● WORK INSTRUCTIONS: Retype all of the data below word for word, omitting the picture.

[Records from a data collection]
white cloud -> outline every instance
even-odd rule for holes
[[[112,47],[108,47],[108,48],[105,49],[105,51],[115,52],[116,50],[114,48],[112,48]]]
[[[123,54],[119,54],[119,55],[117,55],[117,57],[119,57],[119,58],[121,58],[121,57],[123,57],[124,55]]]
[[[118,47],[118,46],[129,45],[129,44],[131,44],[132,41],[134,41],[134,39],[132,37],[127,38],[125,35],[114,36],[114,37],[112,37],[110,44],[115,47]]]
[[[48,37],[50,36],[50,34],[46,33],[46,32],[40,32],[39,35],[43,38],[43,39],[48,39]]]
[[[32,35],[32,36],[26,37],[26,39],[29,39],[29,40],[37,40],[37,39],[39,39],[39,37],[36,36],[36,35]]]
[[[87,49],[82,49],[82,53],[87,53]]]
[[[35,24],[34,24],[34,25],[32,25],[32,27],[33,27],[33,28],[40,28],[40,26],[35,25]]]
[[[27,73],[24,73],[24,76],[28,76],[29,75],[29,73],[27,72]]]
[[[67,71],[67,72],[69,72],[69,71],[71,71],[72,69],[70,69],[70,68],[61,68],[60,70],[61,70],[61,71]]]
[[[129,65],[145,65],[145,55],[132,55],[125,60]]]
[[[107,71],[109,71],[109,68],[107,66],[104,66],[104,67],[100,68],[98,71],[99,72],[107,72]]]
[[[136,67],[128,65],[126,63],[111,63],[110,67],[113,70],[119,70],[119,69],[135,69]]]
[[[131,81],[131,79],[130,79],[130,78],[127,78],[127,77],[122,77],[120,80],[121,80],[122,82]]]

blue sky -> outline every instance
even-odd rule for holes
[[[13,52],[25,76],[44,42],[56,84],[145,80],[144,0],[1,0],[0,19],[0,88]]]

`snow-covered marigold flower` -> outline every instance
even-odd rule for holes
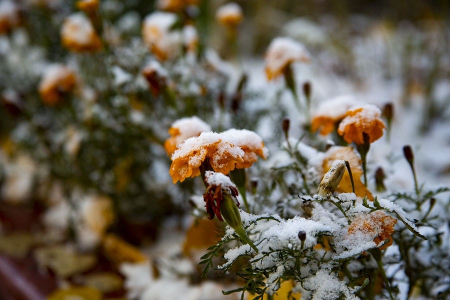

● RESULT:
white cloud -> outline every instance
even-odd rule for holes
[[[112,47],[108,47],[108,48],[105,49],[105,51],[115,52],[116,50],[114,48],[112,48]]]
[[[123,54],[119,54],[119,55],[117,55],[117,57],[119,57],[119,58],[121,58],[121,57],[123,57],[124,55]]]
[[[118,47],[118,46],[129,45],[129,44],[131,44],[132,41],[134,41],[134,39],[132,37],[127,38],[125,35],[114,36],[114,37],[112,37],[110,44],[115,47]]]
[[[48,37],[50,36],[50,34],[46,33],[46,32],[40,32],[39,35],[43,38],[43,39],[48,39]]]
[[[32,35],[32,36],[26,37],[26,39],[29,39],[29,40],[37,40],[37,39],[39,39],[39,37],[36,36],[36,35]]]
[[[87,49],[82,49],[82,53],[87,53]]]
[[[35,24],[34,24],[34,25],[32,25],[32,27],[33,27],[33,28],[40,28],[40,26],[35,25]]]
[[[27,73],[24,73],[24,76],[28,76],[29,75],[29,73],[27,72]]]
[[[67,71],[67,72],[69,72],[69,71],[71,71],[72,69],[70,69],[70,68],[61,68],[60,70],[61,70],[61,71]]]
[[[129,65],[145,65],[145,55],[132,55],[125,60]]]
[[[107,71],[109,71],[109,68],[107,66],[104,66],[104,67],[100,68],[98,71],[99,72],[107,72]]]
[[[136,67],[128,65],[126,63],[111,63],[110,67],[113,70],[119,70],[119,69],[135,69]]]
[[[131,81],[131,79],[130,79],[130,78],[127,78],[127,77],[122,77],[120,80],[121,80],[122,82]]]

blue sky -> outline every instance
even-odd rule for holes
[[[13,52],[25,76],[44,42],[56,84],[145,80],[144,0],[1,0],[0,19],[0,88]]]

`snow-covered marigold flower` -> outline every instance
even-odd rule for holes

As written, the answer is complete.